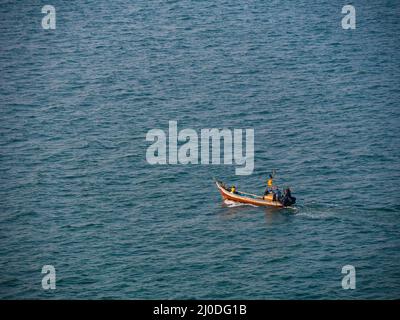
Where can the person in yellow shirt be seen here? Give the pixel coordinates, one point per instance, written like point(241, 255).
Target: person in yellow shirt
point(270, 185)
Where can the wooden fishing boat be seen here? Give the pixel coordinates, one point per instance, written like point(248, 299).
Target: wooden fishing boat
point(249, 198)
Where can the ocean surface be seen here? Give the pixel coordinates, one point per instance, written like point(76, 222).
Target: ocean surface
point(76, 191)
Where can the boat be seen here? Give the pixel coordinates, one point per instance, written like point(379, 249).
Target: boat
point(249, 198)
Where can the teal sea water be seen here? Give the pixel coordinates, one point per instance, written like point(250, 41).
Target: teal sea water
point(77, 193)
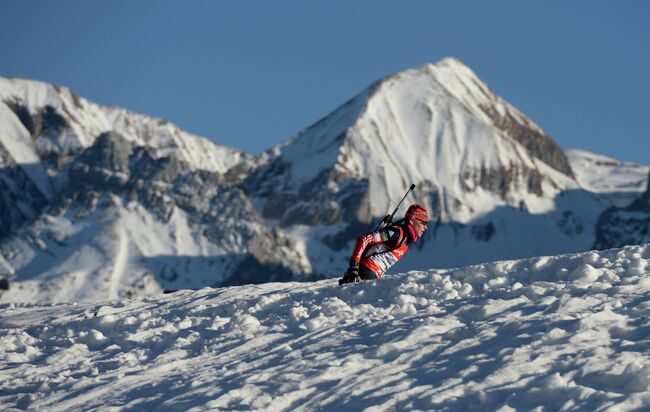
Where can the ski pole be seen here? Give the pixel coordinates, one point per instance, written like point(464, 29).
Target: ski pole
point(389, 218)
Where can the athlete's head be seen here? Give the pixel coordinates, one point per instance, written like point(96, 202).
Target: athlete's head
point(417, 220)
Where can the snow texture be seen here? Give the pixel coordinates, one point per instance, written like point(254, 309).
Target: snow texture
point(567, 332)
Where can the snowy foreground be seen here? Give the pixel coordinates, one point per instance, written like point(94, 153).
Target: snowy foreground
point(567, 332)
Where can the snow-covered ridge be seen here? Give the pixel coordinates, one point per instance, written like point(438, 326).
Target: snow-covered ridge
point(566, 332)
point(77, 122)
point(603, 174)
point(438, 126)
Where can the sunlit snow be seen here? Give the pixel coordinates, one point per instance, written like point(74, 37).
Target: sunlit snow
point(567, 332)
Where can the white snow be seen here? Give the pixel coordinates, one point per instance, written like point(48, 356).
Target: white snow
point(567, 332)
point(87, 120)
point(603, 174)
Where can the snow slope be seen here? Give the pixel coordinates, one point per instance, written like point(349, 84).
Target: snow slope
point(567, 332)
point(76, 122)
point(603, 174)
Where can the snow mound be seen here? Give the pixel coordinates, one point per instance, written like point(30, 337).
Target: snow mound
point(567, 332)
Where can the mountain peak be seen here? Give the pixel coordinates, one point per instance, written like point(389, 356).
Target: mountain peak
point(438, 126)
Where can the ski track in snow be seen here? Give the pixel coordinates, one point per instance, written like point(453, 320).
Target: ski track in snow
point(567, 332)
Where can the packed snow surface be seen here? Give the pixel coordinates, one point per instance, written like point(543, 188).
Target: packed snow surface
point(567, 332)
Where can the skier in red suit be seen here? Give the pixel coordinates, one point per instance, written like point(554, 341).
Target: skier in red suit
point(377, 251)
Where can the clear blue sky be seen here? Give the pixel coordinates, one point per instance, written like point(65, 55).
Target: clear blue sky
point(249, 74)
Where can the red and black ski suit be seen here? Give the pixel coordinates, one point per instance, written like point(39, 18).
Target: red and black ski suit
point(377, 251)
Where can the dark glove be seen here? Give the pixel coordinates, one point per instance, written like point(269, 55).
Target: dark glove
point(351, 276)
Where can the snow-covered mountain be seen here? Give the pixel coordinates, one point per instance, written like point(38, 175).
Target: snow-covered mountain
point(97, 202)
point(438, 126)
point(619, 226)
point(566, 332)
point(497, 185)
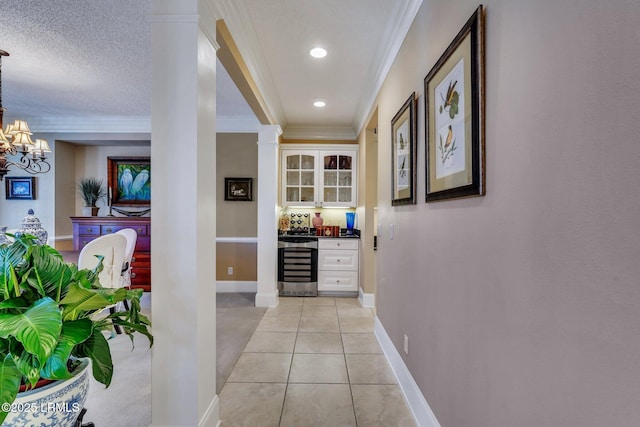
****************************************
* [PROBLEM DETAILS]
Rewrite the material from its beginning up to and including the line containing "point(270, 185)", keeping the requests and omitting the pictures. Multiply only the point coordinates in the answers by 2.1 and round each to a whole number, with halves rounded up.

* [ANSWER TO THE EXERCISE]
Where can the person in yellow shirt be seen here? Give the pixel coordinates, one point per instance, written like point(241, 255).
Target: person in yellow shirt
point(567, 389)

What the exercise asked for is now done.